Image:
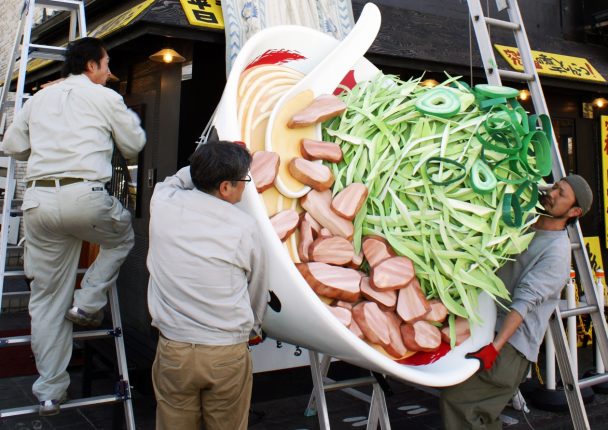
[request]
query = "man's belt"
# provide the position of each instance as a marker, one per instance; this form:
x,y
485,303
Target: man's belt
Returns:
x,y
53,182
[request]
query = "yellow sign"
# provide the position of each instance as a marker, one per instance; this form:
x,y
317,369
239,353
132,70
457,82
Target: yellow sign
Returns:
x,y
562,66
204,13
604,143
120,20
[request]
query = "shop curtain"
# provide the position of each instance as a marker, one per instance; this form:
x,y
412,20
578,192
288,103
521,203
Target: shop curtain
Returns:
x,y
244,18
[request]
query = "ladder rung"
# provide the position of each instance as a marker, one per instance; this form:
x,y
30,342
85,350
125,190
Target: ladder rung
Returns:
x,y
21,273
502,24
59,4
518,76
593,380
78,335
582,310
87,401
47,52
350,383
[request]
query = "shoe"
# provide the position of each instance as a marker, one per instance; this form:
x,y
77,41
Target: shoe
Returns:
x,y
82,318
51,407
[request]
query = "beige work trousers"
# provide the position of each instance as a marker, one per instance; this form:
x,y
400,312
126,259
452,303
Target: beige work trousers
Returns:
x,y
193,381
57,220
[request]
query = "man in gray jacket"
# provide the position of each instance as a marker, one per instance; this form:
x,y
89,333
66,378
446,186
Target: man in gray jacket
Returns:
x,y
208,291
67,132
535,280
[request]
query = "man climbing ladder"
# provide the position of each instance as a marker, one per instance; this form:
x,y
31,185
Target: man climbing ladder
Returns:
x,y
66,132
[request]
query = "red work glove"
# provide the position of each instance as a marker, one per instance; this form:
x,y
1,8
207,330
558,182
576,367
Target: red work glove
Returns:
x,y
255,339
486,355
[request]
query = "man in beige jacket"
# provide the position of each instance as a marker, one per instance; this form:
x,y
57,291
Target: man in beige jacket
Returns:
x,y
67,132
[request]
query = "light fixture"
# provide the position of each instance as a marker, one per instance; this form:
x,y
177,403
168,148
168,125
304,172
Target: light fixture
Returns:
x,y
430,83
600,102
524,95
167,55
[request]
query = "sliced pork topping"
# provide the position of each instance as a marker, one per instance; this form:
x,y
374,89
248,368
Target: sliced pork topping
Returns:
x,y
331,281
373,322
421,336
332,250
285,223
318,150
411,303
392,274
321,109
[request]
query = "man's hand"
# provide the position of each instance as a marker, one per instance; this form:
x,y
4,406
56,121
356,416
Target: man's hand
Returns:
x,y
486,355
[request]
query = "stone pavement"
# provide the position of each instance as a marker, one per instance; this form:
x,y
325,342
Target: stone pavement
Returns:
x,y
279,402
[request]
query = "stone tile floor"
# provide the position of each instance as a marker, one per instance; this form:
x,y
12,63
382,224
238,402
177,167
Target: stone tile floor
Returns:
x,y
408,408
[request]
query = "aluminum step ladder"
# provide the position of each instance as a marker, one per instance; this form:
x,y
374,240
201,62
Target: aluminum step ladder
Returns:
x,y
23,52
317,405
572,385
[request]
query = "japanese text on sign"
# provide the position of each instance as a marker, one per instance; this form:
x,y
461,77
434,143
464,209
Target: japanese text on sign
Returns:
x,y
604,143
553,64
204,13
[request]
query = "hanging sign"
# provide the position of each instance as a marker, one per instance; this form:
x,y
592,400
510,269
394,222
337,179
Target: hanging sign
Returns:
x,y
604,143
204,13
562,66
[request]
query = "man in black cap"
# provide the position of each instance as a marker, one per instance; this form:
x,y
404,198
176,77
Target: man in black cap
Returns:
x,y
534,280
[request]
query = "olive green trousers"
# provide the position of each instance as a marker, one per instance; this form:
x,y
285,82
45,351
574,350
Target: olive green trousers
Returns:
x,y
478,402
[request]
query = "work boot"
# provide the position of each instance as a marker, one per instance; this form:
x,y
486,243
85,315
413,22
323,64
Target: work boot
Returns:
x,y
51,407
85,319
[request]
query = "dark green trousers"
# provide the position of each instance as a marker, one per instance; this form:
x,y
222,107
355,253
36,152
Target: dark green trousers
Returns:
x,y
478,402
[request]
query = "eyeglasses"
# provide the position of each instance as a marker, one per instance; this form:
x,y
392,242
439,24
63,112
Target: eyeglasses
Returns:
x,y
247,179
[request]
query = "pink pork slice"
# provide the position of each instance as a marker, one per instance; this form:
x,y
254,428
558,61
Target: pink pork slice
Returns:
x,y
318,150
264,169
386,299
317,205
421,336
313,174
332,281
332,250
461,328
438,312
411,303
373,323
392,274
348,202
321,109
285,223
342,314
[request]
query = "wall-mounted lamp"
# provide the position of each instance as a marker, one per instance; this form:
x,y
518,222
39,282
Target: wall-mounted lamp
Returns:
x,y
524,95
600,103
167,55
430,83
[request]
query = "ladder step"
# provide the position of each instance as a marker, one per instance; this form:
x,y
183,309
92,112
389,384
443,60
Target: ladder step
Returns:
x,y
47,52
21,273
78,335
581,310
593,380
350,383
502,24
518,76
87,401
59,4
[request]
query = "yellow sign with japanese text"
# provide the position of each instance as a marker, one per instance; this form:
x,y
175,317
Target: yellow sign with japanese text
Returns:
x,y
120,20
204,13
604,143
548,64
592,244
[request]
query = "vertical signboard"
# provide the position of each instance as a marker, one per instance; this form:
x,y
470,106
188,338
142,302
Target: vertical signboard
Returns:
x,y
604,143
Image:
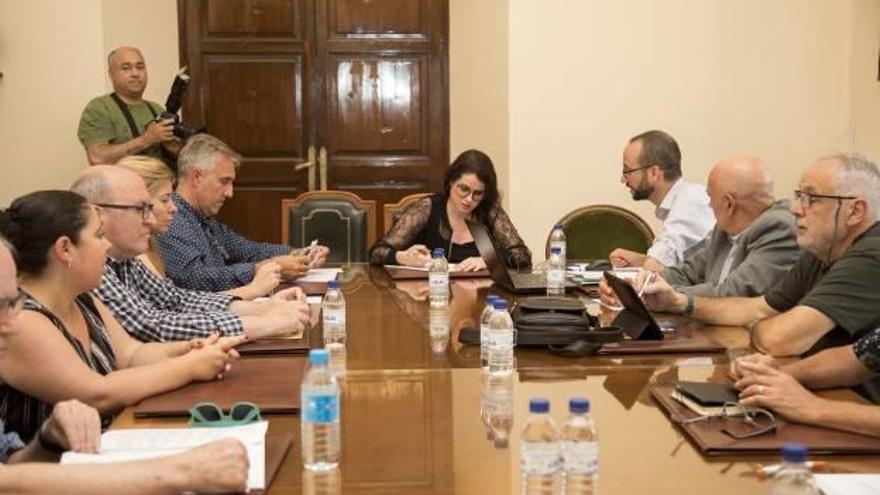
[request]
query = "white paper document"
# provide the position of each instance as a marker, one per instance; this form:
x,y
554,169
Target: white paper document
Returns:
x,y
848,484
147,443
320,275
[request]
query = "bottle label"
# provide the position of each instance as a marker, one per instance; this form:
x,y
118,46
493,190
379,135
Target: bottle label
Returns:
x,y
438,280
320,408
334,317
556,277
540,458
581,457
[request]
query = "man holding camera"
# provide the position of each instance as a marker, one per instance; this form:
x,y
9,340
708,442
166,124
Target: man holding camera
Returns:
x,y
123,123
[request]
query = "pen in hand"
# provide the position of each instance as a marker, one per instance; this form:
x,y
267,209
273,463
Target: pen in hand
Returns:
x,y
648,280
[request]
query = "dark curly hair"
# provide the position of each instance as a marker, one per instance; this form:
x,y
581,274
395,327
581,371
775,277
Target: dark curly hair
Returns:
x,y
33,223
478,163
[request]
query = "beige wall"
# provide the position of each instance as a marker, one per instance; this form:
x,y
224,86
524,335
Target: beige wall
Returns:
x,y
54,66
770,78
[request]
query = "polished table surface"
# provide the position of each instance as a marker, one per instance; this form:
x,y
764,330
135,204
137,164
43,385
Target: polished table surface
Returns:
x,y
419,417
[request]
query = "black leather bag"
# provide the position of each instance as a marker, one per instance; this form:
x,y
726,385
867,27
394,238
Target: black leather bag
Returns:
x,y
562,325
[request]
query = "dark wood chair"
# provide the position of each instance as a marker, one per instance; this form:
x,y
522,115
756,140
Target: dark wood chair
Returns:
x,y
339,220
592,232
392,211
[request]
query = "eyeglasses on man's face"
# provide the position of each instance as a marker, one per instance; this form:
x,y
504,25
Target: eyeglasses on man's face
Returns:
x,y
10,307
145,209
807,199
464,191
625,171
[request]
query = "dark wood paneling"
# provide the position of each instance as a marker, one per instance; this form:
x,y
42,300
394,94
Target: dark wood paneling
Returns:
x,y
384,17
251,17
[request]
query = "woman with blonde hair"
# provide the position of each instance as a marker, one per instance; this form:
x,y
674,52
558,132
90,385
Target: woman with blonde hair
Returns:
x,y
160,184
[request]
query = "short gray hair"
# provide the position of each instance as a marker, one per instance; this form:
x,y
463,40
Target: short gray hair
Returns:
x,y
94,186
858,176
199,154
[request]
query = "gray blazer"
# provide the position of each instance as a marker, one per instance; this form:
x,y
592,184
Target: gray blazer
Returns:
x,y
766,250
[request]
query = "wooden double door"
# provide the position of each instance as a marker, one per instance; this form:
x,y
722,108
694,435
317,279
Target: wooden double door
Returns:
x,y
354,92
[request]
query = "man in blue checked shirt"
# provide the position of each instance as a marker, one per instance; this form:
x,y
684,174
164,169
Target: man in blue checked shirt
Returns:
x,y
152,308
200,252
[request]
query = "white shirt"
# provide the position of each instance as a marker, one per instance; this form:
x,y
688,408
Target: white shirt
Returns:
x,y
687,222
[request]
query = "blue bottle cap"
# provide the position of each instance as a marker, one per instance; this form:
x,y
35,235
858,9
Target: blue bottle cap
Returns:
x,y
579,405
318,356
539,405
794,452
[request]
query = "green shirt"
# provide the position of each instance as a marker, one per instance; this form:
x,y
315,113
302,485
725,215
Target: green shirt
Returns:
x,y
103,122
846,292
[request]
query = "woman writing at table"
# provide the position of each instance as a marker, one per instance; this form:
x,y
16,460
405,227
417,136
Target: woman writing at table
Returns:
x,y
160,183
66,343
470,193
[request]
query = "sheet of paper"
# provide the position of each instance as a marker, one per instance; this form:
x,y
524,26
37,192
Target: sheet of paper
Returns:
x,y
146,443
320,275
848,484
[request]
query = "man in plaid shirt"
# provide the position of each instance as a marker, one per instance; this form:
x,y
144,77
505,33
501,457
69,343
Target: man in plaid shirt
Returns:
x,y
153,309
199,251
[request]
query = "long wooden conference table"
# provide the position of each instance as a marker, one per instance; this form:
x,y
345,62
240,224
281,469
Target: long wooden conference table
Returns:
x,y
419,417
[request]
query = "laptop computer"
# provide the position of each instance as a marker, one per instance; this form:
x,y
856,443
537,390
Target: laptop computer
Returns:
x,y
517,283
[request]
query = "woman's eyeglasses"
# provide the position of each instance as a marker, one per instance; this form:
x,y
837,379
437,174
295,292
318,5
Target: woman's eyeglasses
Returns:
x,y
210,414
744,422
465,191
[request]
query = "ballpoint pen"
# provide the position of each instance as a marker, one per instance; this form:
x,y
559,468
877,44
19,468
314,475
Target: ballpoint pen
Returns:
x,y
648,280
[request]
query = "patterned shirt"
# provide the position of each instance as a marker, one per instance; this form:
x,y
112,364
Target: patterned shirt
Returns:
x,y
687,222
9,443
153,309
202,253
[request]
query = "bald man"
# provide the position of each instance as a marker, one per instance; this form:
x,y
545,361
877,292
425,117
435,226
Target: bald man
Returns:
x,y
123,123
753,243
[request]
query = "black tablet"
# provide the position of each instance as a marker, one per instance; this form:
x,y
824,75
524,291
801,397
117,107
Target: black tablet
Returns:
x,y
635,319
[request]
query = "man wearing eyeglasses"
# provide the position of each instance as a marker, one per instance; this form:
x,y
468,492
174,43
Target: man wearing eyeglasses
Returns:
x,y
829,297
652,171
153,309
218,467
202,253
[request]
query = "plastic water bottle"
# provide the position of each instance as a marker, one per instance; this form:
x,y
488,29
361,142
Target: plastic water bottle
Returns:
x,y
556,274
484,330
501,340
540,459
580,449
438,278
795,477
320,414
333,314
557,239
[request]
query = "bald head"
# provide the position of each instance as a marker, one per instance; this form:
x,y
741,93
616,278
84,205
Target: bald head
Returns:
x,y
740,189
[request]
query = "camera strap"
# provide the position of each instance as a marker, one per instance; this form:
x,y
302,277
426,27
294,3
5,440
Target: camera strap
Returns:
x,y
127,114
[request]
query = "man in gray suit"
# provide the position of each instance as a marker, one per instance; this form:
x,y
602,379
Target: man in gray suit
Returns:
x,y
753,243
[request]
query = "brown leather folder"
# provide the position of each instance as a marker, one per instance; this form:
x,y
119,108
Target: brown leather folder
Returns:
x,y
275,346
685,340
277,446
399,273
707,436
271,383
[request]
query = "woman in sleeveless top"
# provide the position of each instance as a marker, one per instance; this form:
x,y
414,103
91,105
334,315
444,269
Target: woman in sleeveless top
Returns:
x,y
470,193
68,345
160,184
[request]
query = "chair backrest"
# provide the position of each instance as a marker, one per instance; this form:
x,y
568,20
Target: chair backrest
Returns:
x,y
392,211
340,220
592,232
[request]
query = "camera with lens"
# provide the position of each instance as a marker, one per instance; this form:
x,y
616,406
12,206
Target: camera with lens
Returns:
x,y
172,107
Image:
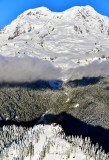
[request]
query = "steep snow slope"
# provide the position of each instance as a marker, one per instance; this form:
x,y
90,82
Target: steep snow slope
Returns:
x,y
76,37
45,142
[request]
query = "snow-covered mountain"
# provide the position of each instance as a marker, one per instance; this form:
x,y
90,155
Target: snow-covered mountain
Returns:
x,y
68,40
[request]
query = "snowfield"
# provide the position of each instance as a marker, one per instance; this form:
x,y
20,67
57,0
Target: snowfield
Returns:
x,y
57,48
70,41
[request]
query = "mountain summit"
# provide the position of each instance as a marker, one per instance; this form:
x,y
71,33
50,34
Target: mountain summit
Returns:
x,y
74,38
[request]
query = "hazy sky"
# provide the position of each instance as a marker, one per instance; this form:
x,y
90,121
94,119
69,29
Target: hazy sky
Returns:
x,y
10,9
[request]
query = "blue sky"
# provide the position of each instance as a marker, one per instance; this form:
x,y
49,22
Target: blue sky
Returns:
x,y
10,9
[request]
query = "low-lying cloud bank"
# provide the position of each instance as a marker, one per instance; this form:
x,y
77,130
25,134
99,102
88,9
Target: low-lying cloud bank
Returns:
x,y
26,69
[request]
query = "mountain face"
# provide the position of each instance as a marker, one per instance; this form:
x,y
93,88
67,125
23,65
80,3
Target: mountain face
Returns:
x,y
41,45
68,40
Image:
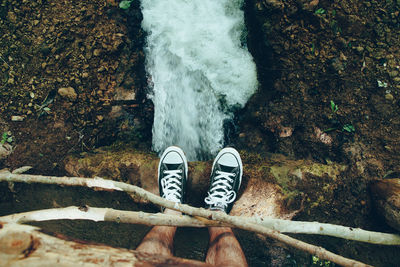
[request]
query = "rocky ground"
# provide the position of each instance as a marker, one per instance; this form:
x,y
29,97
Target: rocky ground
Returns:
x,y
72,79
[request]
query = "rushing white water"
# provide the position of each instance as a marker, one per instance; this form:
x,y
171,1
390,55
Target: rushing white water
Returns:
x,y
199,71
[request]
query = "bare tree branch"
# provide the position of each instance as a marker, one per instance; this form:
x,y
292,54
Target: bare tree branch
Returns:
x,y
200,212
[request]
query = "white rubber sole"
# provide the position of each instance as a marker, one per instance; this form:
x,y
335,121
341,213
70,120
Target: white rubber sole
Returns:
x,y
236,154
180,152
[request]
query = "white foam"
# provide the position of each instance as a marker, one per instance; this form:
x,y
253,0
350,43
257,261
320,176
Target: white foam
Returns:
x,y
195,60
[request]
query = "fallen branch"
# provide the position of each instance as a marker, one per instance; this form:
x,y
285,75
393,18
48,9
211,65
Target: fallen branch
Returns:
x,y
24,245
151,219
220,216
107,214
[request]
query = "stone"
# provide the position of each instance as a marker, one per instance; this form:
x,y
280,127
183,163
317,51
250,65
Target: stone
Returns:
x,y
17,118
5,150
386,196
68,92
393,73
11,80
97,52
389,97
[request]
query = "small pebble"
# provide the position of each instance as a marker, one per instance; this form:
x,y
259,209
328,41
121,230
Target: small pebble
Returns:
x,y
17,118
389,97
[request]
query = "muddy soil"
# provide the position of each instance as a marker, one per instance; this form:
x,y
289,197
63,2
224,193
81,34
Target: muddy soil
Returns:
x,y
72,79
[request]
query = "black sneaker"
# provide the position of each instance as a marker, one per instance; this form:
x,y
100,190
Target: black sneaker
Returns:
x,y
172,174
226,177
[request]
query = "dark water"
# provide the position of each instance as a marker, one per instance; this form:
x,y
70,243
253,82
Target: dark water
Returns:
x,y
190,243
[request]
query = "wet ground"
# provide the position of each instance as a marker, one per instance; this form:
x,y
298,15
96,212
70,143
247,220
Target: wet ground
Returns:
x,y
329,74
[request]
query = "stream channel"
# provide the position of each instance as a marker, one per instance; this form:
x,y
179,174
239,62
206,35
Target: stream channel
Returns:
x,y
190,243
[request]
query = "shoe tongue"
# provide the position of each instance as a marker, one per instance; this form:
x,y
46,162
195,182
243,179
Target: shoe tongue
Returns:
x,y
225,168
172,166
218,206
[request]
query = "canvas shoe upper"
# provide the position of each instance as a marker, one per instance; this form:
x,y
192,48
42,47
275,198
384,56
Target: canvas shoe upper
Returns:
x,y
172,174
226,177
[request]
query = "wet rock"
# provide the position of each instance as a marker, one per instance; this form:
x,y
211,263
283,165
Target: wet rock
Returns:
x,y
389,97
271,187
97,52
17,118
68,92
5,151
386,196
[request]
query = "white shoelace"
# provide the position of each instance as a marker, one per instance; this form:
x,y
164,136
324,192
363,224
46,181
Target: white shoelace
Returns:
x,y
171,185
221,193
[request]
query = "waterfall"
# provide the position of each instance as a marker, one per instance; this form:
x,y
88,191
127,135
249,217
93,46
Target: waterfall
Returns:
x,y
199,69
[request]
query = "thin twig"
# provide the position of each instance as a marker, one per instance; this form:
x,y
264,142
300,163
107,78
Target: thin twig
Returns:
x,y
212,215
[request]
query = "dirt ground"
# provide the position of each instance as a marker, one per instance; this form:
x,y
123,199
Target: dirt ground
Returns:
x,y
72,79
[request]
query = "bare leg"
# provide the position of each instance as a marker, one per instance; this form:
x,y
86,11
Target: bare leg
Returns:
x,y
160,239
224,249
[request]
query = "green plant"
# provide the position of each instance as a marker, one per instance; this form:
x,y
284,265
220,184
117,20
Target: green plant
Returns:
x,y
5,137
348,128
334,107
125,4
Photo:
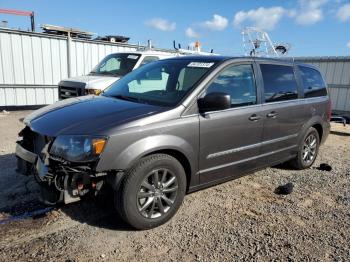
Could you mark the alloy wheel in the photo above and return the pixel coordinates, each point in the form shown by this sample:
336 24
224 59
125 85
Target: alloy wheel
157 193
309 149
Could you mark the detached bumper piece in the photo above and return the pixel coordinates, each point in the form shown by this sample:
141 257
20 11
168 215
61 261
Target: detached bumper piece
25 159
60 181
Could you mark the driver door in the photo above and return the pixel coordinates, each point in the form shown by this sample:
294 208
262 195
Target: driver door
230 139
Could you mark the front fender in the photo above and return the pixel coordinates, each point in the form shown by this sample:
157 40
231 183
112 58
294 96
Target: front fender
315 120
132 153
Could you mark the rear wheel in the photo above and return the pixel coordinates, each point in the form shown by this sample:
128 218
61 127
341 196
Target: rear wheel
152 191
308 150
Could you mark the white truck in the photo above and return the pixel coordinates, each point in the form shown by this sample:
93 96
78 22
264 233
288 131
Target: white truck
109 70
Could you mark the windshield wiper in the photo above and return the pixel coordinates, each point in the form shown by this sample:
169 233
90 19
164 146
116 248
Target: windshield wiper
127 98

══════════

SET EXERCISE:
Leave out every line before the one containing "Could you mark the detached"; set down that line and all remaining lines of the material exactly.

REPLY:
Could you mark the detached bumper piece in the photo above and return the pixel coordinates, each point in the form shown by this sample:
141 257
20 11
168 215
61 261
Target: detached bumper piece
25 159
60 181
Could you mark the driver door in the photo above and return the pixel coordinates, each point in the form shown by this sample:
294 208
262 195
Target: driver door
230 139
Could you mark the front fender in the photo above and return the pixel coordinates, each point in the form shown by this sample:
157 40
231 183
112 58
294 96
Target: front fender
315 120
132 153
Could you mark the rear wheel in the photo above and return the pixel coordinates, each point in the form shown by this sample:
128 218
61 127
341 196
Target: rear wheel
152 191
308 150
Could you mark the white truck in the photo above and return the pixel coordinates, each point in the form shown by this sample:
93 96
78 22
264 233
288 131
Target: white truck
109 70
Could you mark the windshield wiper in the photo above and return the pixel coordinates, each point in the form shown by this sample:
169 233
90 19
164 146
116 248
Target: windshield wiper
127 98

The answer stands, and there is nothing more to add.